#### SOURCE RECORDS ####

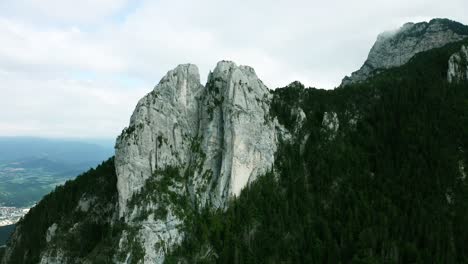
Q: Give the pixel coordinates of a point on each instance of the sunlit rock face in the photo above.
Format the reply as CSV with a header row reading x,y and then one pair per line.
x,y
396,48
458,66
218,137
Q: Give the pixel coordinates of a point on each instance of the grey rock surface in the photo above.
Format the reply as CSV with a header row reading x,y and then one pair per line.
x,y
395,48
458,66
220,136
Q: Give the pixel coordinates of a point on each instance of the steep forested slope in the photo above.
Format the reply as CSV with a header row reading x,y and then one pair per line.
x,y
380,180
373,172
75,218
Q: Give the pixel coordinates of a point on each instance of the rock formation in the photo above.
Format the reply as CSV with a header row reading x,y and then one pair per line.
x,y
396,48
458,66
220,136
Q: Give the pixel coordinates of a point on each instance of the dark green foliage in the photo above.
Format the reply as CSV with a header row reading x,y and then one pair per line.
x,y
94,228
385,189
5,232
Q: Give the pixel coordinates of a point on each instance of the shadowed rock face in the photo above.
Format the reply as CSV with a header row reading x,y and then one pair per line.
x,y
219,135
458,66
394,49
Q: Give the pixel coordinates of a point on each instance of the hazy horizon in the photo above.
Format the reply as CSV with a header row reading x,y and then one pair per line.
x,y
78,71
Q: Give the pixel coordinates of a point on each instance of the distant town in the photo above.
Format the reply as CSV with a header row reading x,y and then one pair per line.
x,y
11,215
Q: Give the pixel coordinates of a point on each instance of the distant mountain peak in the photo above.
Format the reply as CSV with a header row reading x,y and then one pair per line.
x,y
395,48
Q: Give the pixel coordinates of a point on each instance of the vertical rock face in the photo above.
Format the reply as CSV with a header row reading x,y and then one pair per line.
x,y
394,49
219,137
458,66
238,137
159,133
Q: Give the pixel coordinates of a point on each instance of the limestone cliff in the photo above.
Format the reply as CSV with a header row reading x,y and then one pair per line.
x,y
395,48
218,136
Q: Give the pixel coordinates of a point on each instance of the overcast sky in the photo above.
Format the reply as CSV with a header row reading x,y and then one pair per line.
x,y
77,68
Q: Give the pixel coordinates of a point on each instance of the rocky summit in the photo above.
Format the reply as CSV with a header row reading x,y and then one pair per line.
x,y
221,134
395,48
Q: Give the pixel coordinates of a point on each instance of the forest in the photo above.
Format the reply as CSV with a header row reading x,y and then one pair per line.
x,y
387,187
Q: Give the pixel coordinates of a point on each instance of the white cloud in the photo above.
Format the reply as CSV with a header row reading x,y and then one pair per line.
x,y
62,11
77,68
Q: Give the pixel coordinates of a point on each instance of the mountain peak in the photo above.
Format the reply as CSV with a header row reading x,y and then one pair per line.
x,y
397,47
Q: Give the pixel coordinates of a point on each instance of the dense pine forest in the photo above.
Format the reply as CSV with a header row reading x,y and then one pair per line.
x,y
387,187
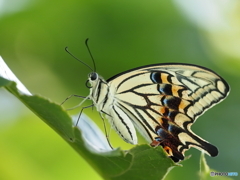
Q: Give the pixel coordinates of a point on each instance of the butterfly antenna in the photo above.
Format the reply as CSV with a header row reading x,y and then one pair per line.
x,y
94,65
66,49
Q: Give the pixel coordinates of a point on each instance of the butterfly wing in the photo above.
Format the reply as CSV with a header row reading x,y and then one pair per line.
x,y
162,101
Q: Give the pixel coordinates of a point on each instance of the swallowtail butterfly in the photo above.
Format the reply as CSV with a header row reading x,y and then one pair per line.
x,y
161,101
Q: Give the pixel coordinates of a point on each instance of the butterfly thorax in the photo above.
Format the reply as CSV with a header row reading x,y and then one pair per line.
x,y
99,92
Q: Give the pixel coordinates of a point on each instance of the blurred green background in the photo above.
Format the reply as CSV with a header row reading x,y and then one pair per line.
x,y
123,35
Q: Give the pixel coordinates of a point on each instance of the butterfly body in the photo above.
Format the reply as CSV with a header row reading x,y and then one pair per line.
x,y
161,101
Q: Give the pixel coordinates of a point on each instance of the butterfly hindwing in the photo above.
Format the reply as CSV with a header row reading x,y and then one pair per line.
x,y
162,101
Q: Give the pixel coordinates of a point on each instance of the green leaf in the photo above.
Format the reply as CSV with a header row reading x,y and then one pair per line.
x,y
140,162
206,173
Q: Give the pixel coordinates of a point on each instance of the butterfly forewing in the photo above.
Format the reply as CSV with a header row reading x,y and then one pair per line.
x,y
161,101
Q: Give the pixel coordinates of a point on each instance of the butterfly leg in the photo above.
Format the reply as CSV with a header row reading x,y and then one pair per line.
x,y
169,143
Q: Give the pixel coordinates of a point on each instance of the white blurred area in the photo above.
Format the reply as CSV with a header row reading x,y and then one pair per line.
x,y
219,22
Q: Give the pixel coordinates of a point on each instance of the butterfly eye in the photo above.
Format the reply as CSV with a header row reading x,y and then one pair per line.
x,y
93,76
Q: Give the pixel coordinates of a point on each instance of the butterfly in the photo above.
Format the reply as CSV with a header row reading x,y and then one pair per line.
x,y
161,101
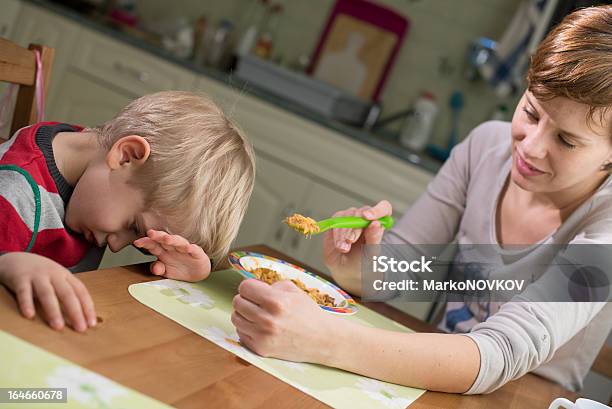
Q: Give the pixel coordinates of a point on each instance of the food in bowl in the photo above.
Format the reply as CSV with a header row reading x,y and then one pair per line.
x,y
270,276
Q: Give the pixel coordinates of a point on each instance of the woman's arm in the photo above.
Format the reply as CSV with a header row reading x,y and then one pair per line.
x,y
438,362
281,321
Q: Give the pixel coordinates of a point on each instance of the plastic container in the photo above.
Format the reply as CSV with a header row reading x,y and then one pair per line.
x,y
418,127
317,96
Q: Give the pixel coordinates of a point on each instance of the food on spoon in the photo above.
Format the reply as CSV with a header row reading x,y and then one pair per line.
x,y
303,224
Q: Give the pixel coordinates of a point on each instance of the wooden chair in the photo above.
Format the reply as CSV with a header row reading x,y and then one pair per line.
x,y
18,66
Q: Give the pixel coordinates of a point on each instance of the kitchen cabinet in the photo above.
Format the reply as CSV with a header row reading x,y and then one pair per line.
x,y
277,193
93,107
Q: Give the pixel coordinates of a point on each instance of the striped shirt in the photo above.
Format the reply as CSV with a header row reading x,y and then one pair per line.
x,y
33,199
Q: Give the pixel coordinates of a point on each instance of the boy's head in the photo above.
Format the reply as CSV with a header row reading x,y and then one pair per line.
x,y
169,161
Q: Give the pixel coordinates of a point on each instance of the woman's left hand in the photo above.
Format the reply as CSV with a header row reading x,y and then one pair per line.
x,y
176,257
281,321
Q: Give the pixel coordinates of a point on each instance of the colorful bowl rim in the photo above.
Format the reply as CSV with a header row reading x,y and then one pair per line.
x,y
234,259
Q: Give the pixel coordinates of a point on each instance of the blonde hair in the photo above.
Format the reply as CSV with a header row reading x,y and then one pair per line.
x,y
201,168
575,61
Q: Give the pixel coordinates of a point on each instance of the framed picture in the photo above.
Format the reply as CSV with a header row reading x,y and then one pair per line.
x,y
357,47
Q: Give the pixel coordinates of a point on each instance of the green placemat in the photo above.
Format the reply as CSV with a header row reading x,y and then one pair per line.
x,y
205,308
23,365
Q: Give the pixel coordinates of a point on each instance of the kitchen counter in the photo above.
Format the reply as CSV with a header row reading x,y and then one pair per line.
x,y
380,140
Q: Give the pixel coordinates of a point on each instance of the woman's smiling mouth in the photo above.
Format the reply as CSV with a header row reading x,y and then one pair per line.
x,y
525,168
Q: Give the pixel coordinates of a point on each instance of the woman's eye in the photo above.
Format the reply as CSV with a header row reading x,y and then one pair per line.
x,y
566,143
530,115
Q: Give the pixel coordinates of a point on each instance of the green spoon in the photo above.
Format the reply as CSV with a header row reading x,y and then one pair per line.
x,y
310,226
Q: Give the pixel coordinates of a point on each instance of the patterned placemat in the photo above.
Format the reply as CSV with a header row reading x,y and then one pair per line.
x,y
205,308
23,365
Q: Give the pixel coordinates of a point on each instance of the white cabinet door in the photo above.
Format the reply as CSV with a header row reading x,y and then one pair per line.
x,y
278,192
83,100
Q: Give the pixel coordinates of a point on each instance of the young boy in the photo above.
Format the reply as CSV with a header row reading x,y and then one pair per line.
x,y
170,174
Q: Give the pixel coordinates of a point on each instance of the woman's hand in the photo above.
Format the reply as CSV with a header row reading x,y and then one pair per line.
x,y
281,321
342,248
176,257
57,290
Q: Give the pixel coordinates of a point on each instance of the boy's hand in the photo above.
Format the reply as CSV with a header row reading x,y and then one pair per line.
x,y
56,288
176,257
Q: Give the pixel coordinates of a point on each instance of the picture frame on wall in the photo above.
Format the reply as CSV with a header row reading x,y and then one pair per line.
x,y
358,47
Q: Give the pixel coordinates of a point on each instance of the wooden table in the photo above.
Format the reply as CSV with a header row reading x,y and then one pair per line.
x,y
143,350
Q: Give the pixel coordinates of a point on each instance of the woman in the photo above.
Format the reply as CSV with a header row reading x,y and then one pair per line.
x,y
543,179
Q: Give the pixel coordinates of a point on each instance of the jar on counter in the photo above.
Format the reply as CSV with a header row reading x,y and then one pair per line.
x,y
418,127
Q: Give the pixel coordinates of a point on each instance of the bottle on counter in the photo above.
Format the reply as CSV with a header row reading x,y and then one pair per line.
x,y
419,125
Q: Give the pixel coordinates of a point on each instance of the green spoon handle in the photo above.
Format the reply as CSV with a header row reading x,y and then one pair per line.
x,y
352,222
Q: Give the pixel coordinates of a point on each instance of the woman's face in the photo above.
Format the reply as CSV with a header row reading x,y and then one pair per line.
x,y
554,149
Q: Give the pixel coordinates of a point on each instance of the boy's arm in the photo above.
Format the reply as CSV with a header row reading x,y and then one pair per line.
x,y
176,257
31,276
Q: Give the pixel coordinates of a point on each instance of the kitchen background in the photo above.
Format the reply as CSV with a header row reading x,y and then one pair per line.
x,y
110,52
434,55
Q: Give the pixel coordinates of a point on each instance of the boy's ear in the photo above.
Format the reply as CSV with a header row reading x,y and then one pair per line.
x,y
129,150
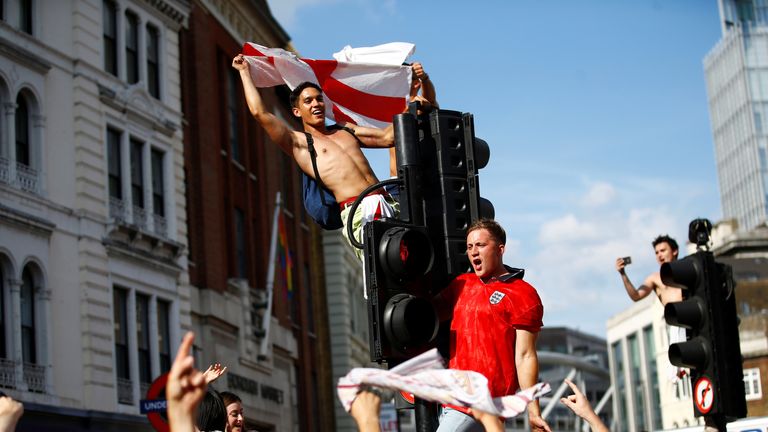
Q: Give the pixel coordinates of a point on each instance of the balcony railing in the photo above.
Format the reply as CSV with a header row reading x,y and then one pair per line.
x,y
25,178
140,217
124,391
7,373
34,377
122,214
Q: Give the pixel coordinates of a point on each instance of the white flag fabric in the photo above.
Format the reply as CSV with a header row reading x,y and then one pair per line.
x,y
362,93
425,377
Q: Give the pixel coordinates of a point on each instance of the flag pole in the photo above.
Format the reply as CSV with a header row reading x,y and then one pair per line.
x,y
267,318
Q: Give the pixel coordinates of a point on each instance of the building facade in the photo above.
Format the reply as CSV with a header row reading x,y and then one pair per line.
x,y
94,288
645,394
747,254
561,351
736,71
281,370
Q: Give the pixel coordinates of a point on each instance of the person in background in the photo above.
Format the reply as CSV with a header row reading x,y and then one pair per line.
x,y
234,407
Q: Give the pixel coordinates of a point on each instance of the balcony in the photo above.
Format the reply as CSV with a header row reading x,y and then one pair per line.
x,y
34,377
19,175
137,217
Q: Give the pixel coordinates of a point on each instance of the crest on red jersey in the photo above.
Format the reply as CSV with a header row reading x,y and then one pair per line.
x,y
496,297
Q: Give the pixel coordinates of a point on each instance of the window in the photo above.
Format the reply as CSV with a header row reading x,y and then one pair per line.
x,y
145,204
3,315
28,349
240,258
133,317
137,173
142,338
25,16
109,16
131,48
153,61
114,163
158,186
233,107
164,335
22,131
120,299
752,386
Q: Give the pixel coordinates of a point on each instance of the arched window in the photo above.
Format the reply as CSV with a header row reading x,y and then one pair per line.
x,y
28,347
22,131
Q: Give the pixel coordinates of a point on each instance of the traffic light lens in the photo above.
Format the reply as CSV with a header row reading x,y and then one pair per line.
x,y
406,253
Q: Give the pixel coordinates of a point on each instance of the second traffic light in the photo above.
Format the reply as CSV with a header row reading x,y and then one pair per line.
x,y
398,258
711,350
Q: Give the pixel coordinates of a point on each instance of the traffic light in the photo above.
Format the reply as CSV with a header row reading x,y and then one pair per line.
x,y
401,320
451,185
711,351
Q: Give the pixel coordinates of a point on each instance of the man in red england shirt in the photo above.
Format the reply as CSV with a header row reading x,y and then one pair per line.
x,y
496,317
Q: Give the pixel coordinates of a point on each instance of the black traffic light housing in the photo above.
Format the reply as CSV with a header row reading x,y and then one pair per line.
x,y
712,350
398,258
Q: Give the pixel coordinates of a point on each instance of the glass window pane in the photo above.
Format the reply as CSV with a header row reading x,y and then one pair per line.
x,y
131,48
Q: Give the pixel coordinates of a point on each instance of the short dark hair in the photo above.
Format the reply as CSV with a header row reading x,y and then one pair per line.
x,y
230,398
211,414
665,239
493,227
295,93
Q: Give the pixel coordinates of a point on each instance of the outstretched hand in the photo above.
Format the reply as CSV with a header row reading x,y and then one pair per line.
x,y
185,388
10,413
213,372
239,62
579,404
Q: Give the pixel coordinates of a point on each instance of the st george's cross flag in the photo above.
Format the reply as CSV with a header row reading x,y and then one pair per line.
x,y
359,87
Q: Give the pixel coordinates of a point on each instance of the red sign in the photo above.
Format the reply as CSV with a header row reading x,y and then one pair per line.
x,y
157,391
703,395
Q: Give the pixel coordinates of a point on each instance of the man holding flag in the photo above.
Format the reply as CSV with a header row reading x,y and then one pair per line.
x,y
341,164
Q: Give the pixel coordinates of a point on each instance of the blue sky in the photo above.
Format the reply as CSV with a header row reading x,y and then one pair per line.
x,y
596,115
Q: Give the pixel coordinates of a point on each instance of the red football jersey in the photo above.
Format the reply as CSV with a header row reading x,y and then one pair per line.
x,y
485,318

####

The lines to extract from the data above begin with the line containing "rim in the photo above." and end with the line containing "blonde hair in the photo above.". Extract them exactly, including both.

TASK SOLUTION >>
Q: Give the pixel coordinates of a point on each instance of the colorful bowl rim in the photo above.
Format the reply as CSV with a header row reading x,y and then one pair per line.
x,y
234,259
Q: Give the pixel coordinates of a point on each instance of the blonde hair in the photo above.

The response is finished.